— INSTRUCTION —
List each line in the rows below that contains the word "face".

— THE RECORDS —
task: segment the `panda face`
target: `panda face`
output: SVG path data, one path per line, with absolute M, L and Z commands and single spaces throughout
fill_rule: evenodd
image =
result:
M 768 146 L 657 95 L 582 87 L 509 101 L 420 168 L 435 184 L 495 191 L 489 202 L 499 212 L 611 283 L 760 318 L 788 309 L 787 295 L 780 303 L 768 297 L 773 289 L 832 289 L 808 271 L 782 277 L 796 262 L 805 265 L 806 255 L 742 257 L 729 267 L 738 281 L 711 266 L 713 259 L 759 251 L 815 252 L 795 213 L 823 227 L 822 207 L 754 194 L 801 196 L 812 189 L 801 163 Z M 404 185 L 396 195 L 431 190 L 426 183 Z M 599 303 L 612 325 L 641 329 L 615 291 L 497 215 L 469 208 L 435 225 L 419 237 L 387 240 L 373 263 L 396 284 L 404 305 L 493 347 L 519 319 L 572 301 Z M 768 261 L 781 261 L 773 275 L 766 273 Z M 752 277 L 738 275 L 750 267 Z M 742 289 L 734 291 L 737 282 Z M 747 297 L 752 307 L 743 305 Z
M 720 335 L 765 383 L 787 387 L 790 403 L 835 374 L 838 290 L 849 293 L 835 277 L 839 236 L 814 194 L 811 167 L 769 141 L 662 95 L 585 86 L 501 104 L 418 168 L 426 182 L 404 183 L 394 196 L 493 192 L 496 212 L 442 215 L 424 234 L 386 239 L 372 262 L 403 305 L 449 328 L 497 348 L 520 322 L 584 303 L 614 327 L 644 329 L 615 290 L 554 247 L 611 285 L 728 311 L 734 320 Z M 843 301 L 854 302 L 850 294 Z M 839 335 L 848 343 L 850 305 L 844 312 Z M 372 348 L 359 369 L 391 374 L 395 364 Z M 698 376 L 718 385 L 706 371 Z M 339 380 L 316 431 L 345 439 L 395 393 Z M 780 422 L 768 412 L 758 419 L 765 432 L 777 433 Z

— FULL SOLUTION —
task: segment the `panda face`
target: `panda face`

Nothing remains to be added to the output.